A block of data
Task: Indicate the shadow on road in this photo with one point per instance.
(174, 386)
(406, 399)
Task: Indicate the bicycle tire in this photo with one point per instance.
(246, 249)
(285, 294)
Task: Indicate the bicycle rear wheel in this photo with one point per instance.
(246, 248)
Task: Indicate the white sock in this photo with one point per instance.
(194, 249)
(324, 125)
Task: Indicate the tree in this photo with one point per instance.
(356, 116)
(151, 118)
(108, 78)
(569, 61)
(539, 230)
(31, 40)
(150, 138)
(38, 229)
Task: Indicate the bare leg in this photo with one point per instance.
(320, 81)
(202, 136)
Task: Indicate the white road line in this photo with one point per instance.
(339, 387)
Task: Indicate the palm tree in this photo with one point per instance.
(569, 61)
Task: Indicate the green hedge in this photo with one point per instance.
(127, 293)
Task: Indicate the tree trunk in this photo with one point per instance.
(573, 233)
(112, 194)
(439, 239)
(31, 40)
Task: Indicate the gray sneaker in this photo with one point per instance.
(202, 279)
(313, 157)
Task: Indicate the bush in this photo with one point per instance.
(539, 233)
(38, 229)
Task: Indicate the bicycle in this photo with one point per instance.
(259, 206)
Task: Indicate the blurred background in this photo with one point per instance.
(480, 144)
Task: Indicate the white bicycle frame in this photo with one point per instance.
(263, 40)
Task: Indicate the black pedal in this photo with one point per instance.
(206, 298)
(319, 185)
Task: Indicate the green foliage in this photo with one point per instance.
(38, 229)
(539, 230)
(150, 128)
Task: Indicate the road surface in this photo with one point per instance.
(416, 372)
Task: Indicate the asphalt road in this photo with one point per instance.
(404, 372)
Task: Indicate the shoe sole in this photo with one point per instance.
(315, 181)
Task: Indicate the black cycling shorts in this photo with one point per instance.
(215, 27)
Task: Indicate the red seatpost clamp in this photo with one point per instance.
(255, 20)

▶ [WORK INSTRUCTIONS]: Reproduce all of the records above verbatim, line for line.

▶ [FINISHED EXERCISE]:
Task: Indicate the shadow on road in this photo with one point per instance.
(174, 386)
(406, 399)
Task: Indicate the bicycle tire in this photo with one point per instance.
(246, 249)
(285, 294)
Task: Indicate the bicycle rear wheel in this photo with one point per instance.
(246, 248)
Task: Indicate the white sock in this photo with one point per instance.
(194, 249)
(324, 125)
Task: Indicate the tree in this photo with one point per instance.
(356, 116)
(151, 118)
(108, 78)
(569, 61)
(539, 230)
(31, 40)
(150, 138)
(38, 229)
Task: Indicate the bare leg in this photo with one point per instance.
(320, 81)
(202, 136)
Task: Indicate the white road line in this photo with one point per instance.
(339, 387)
Task: Indicate the palm tree in this photo with one point per instance.
(569, 61)
Task: Indicate the green hedge in this photo with one point per instance.
(127, 293)
Task: Indicate the tree trunk in this photo with one point per instance.
(573, 233)
(112, 194)
(439, 239)
(31, 40)
Task: Indicate the gray sneaker in this photo with one point per instance.
(202, 279)
(313, 157)
Task: Indicate the bush in this photo with one point per instance.
(539, 233)
(38, 229)
Task: Indicate the bicycle in this photo with one point per instance.
(259, 206)
Task: Indicate the blurred background in this photo with one point per instance.
(480, 144)
Task: Indicate the white bicycle frame in this photo with one point per instance.
(263, 40)
Task: Indicate the black pedal in this photo with one point per instance.
(206, 298)
(319, 185)
Task: Indicate the green foliage in this photo with one point per instance.
(38, 229)
(539, 230)
(150, 128)
Task: Indicate the road surface in this photo with one point per instance.
(416, 372)
Task: Indicate the asphalt road in this photo with one point per instance.
(404, 372)
Task: Indicate the shoe sole in this photo with one point per instance.
(315, 181)
Task: Indicate the black cycling shorts in this photo with one point per instance.
(215, 27)
Task: Indicate the red seatpost clamp in this photo with one point per instance.
(255, 20)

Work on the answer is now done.